» Exercise details
The records underneath are to be repeated exactly, with the pictures left out.

» Records provided
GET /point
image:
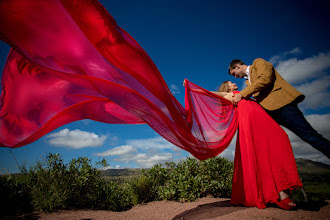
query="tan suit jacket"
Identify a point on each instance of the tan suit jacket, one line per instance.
(268, 87)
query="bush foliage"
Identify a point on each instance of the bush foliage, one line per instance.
(51, 184)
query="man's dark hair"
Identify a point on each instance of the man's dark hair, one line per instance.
(233, 64)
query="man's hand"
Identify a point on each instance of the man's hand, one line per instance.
(236, 98)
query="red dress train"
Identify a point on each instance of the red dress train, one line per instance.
(264, 162)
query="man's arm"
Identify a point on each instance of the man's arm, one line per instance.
(265, 74)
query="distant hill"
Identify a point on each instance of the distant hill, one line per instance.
(304, 167)
(308, 166)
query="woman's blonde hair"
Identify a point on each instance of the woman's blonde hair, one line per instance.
(224, 87)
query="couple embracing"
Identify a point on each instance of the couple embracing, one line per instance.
(264, 168)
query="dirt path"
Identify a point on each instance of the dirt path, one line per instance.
(205, 208)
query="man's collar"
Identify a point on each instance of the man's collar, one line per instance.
(247, 71)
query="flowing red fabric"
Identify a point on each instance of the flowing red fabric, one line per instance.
(264, 163)
(71, 61)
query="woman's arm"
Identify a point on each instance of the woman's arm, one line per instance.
(226, 95)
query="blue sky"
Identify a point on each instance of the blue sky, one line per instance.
(197, 40)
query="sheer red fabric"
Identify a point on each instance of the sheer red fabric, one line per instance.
(71, 61)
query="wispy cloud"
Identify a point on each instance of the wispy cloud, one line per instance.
(174, 89)
(118, 151)
(316, 92)
(75, 139)
(150, 143)
(303, 150)
(145, 153)
(277, 58)
(310, 76)
(297, 71)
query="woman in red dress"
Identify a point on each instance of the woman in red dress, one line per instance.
(265, 170)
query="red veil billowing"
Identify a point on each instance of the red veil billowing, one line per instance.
(71, 61)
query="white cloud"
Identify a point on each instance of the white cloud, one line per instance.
(316, 92)
(143, 152)
(275, 59)
(147, 161)
(174, 89)
(150, 143)
(297, 71)
(303, 150)
(75, 139)
(118, 151)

» Final result
GET /point
image:
query="tan suit jacket"
Identify a point on each instance of the tan suit jacket, one line per instance.
(268, 87)
query="bush foliage"
Identify a point on each instance of the bush foliage, one line per instance.
(51, 184)
query="man's dark hair"
Identify a point on each instance of the man's dark hair, one line per instance.
(233, 64)
query="man's hand"
Identify a point on each instance of the man's hand, one line per instance.
(236, 98)
query="red dress train"
Identify a point on each instance of the red dress train, one line per instance.
(264, 162)
query="man's arm"
Identify a point on each instance of the man's arm, one line per instance.
(265, 74)
query="distant hill"
Identify a point on each instance of the distant hill, one line per instance.
(304, 167)
(308, 166)
query="woman's blonde hair"
Identify a point on each instance of the woman's blonde hair, one line per instance.
(224, 87)
query="couple embracing"
Identify a point on each instance of the couple embracing, one line per instance.
(264, 168)
query="dirt path"
Identify a point on each instance of the dirt path, one line per instance.
(205, 208)
query="man's collar"
Identify a point on each instance of the man's collar, one line per instance.
(247, 71)
query="flowing red fabric"
Identify a point on each instance of the flowing red fabric, one line per instance.
(264, 163)
(71, 61)
query="woman's arm"
Identify a point on each instance of the woman's arm, one line per instance.
(226, 95)
query="blue sky"
Identify a point on each instance of the blue sky, one line per instance.
(197, 40)
query="sheer red fabric"
Identify a point on each instance of the sheer red fabric, one line per instance.
(71, 61)
query="wispy cloud"
Identify a point on each instance of the wispy cloud, one line per instance.
(174, 89)
(118, 151)
(316, 92)
(75, 139)
(150, 143)
(303, 150)
(145, 153)
(277, 58)
(310, 76)
(297, 71)
query="woman in red dress"
Identify a point on each instance of the woman in red dress, one line per instance.
(265, 170)
query="red veil billowing"
Identify a point on each instance of the red veil billowing, one line per instance.
(71, 61)
query="white cloud"
Identify a point on each instance of the white cloud, one line per instance.
(316, 92)
(143, 152)
(275, 59)
(147, 161)
(174, 89)
(150, 143)
(297, 71)
(303, 150)
(75, 139)
(118, 151)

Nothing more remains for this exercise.